* _Instruções de trabalho_:
No texto sobre o Largo de S. Pedro, mais abaixo, repita sem alterar nada tudo o que vai de "E é aqui que" até "desta vida terrena?".

O recente arranjo “dito” urbanístico do Largo de S. Pedro enquadra-se num conjunto de intervenções que a Câmara Municipal tem vindo a efectuar, no quadro do plano de reabilitação do Centro Histórico, e mais precisamente do programa “Torres ao Centro”. Neste conjunto de acções recentes integram-se o restauro do Chafariz dos Canos, o arranjo do respectivo largo, a praça Wellington e toda a envolvente da Igreja.
Sobre todos estes projectos haverá algo a dizer, desde a sua pertinência e oportunidade até às opções finais, passando pelo próprio processo.
Saudando o restauro do Chafariz, no que à conservação física do monumento diz respeito, quero, por agora, deter-me nos arranjos da envolvente da igreja e sobretudo do largo.
Desde logo para questionar se aqueles espaços, que balizam o monumento nacional, se encontravam em estado de necessidade de renovação. Com a plataforma ampliada em volta do edifício religioso argumenta-se que este ficará valorizado, sobretudo pela retirada dos veículos, o que se pode aceitar principalmente no arruamento a norte.
Aliás, parece ser esta obsessão contra os automóveis o motor de tanta intervenção.(1) E o aspecto mais agudo desta obstinação residiu na opção de retirar o trânsito do Largo de S. Pedro, vindo da Rua Dias Neiva – como se existisse aí algum conflito – e desviá-lo, pasme-se, para a rua Cândido dos Reis, fazendo uma curva apertada. Reagiram, e muito bem, os pequenos comerciantes, que ainda garantem alguma vida no C.H., obrigando a uma alteração que repôs a circulação de veículos no largo.
E é aqui que assistimos à intervenção mais surreal de todo este processo, quando se opta por sinalizar a faixa de circulação de veículos (dos que se atreverem a “macular” a pureza de tão excelsa contenção) com aqueles separadores de forma triangular, negros, de uma agressividade latente, ao pé dos quais a visão de um carro se torna um bálsamo para a vista.
Como garras afiadas que se desprendem do solo, aqueles objectos em cunha de forma triangular reforçada pela cor negra produzem um tal contraste sobre a superfície esbranquiçada do pavimento, que reclamam imediatamente a nossa atenção, intrometendo-se e comprometendo a harmonia do largo e da igreja quinhentista.
Não apetece passear ali.
Aquilo é para se tornar agradável ao peão? Será para gincana de bicicletas? Ou, mais profundo, para lembrar aos fiéis, frequentadores da matriz paroquial, os espinhos desta vida terrena?
É certo que S. Pedro era pescador! Mas no lago de Genezaré, na Galileia, não consta que houvessem tubarões, rondando a presa com o bico das suas barbatanas negras…!
Existe, nestas intervenções levadas a cabo pela CMTV, alguma ânsia de exibicionismo, uma espécie de marketing projectual, que é denunciado por acções de pura ostentação, como são os eventos para ali programados.
Coerência, bom senso e alguma humildade são condições necessárias para se intervir em espaços históricos, que não devem servir para satisfazer caprichos de autoria ou de afirmação autárquica.
Nas zonas históricas as intervenções devem ser contidas, neutras, silenciosas.
Devem servir e não exibir-se!

(1) Não se infira daqui que sou insensível à presença do automóvel no C.H. Apenas quero lembrar que a sobredosagem do medicamento pode ser prejudicial.

* _Dados fornecidos_:
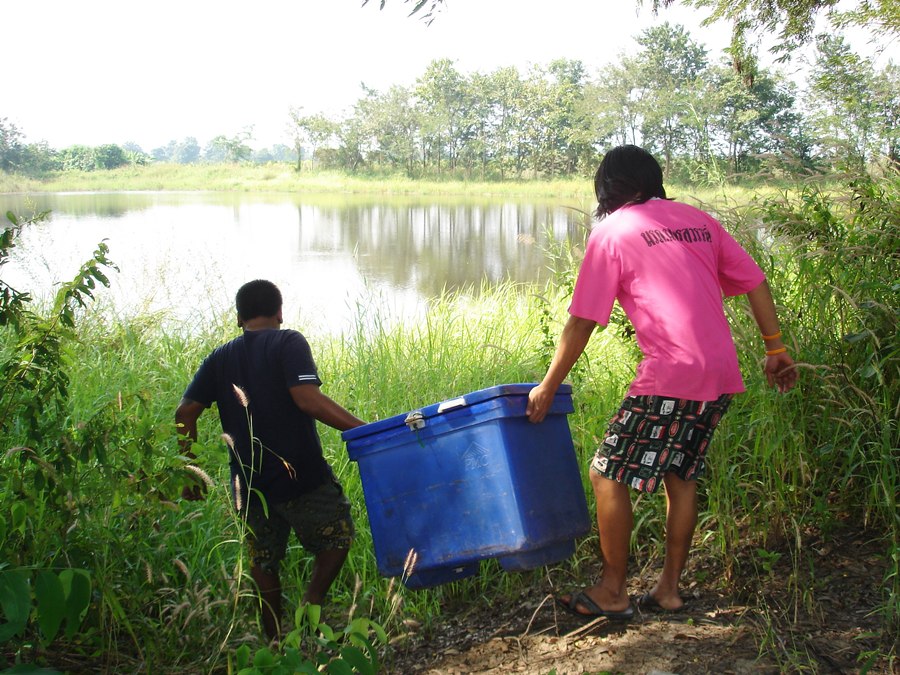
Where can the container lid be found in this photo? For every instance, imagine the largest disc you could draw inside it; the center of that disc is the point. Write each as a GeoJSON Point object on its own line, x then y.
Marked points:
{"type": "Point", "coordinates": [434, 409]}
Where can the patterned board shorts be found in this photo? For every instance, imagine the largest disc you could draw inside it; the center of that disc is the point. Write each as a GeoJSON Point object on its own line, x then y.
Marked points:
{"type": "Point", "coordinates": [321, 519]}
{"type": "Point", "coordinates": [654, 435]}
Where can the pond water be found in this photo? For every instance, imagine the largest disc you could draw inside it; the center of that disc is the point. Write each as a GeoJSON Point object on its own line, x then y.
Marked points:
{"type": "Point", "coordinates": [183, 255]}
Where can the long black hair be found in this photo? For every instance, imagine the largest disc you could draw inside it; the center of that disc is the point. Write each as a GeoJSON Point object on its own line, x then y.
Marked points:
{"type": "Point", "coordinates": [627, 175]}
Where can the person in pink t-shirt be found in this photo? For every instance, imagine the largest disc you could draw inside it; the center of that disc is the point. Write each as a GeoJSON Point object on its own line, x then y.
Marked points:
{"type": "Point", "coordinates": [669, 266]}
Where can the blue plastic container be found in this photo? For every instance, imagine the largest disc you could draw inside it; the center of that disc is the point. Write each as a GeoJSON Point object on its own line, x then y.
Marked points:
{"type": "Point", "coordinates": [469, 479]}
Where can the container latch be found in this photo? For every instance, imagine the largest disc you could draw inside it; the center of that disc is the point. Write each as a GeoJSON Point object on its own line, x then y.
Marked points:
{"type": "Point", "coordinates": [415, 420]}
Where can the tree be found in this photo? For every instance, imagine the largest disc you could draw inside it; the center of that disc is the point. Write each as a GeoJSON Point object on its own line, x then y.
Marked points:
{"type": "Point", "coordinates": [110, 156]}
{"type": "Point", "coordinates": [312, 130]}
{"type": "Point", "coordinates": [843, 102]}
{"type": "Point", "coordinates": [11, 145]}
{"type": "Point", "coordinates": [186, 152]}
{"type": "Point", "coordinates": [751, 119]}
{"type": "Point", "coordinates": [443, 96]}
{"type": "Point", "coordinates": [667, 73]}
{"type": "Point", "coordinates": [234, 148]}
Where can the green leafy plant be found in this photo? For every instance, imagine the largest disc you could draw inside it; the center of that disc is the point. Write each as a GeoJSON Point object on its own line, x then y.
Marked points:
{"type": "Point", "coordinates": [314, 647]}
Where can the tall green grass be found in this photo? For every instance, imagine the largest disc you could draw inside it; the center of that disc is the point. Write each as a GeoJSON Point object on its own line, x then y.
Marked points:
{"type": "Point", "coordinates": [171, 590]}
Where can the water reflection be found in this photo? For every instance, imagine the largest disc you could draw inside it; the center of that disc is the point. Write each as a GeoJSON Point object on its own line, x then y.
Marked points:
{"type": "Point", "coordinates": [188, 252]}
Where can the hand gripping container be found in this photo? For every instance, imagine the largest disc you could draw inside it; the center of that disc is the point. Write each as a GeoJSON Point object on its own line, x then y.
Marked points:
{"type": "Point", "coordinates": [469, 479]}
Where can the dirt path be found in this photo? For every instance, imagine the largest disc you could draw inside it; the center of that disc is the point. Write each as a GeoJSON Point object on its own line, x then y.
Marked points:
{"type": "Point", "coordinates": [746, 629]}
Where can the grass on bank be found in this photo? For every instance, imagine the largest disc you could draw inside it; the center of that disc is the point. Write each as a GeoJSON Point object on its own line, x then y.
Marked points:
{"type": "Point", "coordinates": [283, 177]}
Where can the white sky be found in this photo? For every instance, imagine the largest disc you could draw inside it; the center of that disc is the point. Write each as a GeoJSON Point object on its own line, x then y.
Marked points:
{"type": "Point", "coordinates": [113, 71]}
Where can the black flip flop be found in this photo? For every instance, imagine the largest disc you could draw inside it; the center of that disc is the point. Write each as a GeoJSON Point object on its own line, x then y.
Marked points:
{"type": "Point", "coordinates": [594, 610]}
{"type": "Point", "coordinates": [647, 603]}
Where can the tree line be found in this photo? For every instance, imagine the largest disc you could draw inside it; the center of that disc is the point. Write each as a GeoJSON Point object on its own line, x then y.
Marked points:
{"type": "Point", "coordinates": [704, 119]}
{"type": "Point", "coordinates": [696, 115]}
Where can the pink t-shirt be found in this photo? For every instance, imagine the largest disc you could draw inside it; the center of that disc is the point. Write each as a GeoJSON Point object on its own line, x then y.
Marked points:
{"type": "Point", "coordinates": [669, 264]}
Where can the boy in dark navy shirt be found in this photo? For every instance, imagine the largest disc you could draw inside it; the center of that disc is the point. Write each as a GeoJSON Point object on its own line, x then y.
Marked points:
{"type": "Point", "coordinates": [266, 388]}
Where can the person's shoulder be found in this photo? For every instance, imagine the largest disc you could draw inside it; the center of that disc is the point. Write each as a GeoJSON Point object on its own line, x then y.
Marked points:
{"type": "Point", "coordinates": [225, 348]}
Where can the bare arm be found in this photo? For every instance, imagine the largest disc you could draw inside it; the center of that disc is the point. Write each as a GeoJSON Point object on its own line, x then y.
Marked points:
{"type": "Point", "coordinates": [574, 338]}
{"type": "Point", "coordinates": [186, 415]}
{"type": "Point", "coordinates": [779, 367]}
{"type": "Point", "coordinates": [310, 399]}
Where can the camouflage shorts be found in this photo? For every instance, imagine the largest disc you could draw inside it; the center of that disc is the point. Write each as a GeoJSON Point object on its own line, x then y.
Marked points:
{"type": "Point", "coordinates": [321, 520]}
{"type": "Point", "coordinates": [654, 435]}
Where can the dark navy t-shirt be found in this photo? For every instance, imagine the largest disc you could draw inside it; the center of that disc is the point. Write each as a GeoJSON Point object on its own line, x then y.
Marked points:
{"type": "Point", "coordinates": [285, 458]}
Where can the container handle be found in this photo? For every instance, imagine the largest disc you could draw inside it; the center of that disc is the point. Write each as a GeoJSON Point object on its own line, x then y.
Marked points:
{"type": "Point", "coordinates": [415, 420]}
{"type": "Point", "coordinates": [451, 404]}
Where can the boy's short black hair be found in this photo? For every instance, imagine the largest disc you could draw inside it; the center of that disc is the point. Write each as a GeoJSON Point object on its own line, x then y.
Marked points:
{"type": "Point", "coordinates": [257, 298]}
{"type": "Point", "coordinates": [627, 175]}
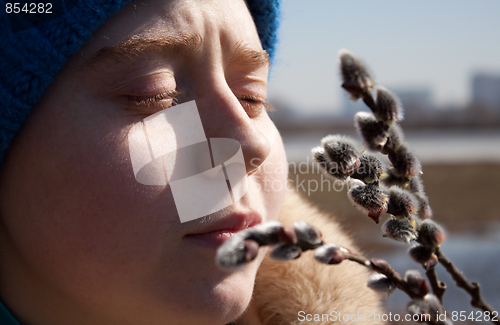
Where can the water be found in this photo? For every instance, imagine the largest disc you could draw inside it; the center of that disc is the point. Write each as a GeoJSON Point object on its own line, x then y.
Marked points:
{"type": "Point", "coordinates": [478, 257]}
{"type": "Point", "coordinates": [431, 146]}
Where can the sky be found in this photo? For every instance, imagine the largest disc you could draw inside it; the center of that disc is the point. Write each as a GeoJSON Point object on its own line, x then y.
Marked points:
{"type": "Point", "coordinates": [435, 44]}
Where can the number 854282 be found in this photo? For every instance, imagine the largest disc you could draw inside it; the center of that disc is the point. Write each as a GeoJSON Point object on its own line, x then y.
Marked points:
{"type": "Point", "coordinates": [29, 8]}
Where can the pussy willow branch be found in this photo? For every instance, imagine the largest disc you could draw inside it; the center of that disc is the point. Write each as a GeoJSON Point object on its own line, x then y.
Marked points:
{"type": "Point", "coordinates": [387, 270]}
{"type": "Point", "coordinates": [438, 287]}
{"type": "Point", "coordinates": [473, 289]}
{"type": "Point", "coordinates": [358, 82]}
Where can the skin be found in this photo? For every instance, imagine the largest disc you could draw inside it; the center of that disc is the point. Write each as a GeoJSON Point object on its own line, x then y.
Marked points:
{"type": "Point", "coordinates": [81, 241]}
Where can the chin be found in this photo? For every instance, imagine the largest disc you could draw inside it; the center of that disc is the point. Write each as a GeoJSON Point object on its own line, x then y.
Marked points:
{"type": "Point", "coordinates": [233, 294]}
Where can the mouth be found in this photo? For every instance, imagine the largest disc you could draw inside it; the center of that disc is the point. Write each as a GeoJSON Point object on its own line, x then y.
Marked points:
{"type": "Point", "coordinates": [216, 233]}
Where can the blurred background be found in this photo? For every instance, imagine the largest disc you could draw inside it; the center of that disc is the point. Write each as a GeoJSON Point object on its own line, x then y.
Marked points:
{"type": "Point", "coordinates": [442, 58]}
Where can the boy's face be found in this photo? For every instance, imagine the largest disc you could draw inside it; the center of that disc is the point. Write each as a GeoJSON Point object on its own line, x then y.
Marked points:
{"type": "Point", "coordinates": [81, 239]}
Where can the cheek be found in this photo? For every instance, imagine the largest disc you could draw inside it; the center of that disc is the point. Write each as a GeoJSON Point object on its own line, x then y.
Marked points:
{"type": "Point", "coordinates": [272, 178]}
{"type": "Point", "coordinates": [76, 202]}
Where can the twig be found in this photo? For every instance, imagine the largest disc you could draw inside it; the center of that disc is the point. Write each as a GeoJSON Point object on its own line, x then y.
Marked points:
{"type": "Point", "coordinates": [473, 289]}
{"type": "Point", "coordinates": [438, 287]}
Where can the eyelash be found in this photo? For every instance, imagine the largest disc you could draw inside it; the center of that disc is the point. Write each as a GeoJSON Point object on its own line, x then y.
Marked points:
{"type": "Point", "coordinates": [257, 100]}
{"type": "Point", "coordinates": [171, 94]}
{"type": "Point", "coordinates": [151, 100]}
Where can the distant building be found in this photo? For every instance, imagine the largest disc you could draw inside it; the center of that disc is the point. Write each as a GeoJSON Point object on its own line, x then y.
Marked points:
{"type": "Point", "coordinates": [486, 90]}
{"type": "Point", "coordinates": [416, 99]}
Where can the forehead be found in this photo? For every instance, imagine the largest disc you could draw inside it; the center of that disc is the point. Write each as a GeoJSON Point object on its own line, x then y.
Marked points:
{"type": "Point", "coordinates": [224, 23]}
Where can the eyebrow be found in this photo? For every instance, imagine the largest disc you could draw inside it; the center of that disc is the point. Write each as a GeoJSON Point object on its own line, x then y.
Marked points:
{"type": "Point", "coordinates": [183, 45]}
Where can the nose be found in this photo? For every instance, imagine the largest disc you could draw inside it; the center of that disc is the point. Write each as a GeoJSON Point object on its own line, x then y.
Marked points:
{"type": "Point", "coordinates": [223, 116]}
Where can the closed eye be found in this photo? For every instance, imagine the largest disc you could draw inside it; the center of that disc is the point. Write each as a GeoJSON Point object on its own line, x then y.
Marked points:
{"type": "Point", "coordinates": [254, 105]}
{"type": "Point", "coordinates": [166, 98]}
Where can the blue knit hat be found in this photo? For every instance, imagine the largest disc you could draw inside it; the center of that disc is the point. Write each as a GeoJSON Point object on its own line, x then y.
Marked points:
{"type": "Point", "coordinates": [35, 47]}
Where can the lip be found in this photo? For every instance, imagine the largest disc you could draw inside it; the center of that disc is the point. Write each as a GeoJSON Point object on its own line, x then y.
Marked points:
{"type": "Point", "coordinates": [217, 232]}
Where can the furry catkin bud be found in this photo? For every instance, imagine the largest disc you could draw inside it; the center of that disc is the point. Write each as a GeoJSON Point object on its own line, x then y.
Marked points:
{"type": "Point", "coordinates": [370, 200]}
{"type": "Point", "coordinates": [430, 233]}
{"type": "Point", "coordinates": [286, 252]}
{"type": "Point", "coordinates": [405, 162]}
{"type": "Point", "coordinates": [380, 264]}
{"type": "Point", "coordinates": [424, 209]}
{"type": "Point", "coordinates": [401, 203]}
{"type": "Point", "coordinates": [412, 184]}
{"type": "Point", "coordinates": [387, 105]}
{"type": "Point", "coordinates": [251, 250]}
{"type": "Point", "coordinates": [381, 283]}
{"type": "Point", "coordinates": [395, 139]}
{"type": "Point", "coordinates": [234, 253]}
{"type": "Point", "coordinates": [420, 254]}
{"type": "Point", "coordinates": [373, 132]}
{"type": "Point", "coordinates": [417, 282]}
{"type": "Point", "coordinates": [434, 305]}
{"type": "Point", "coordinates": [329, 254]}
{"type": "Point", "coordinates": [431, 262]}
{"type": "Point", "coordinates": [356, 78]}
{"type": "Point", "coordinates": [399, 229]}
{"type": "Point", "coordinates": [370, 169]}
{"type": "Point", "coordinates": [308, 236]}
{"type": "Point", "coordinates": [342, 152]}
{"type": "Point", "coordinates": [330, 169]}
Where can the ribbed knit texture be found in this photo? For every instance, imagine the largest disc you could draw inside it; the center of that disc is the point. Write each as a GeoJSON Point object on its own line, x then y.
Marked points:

* _Resposta_:
E é aqui que assistimos à intervenção mais surreal de todo este processo, quando se opta por sinalizar a faixa de circulação de veículos (dos que se atreverem a “macular” a pureza de tão excelsa contenção) com aqueles separadores de forma triangular, negros, de uma agressividade latente, ao pé dos quais a visão de um carro se torna um bálsamo para a vista.
Como garras afiadas que se desprendem do solo, aqueles objectos em cunha de forma triangular reforçada pela cor negra produzem um tal contraste sobre a superfície esbranquiçada do pavimento, que reclamam imediatamente a nossa atenção, intrometendo-se e comprometendo a harmonia do largo e da igreja quinhentista.
Não apetece passear ali.
Aquilo é para se tornar agradável ao peão? Será para gincana de bicicletas? Ou, mais profundo, para lembrar aos fiéis, frequentadores da matriz paroquial, os espinhos desta vida terrena?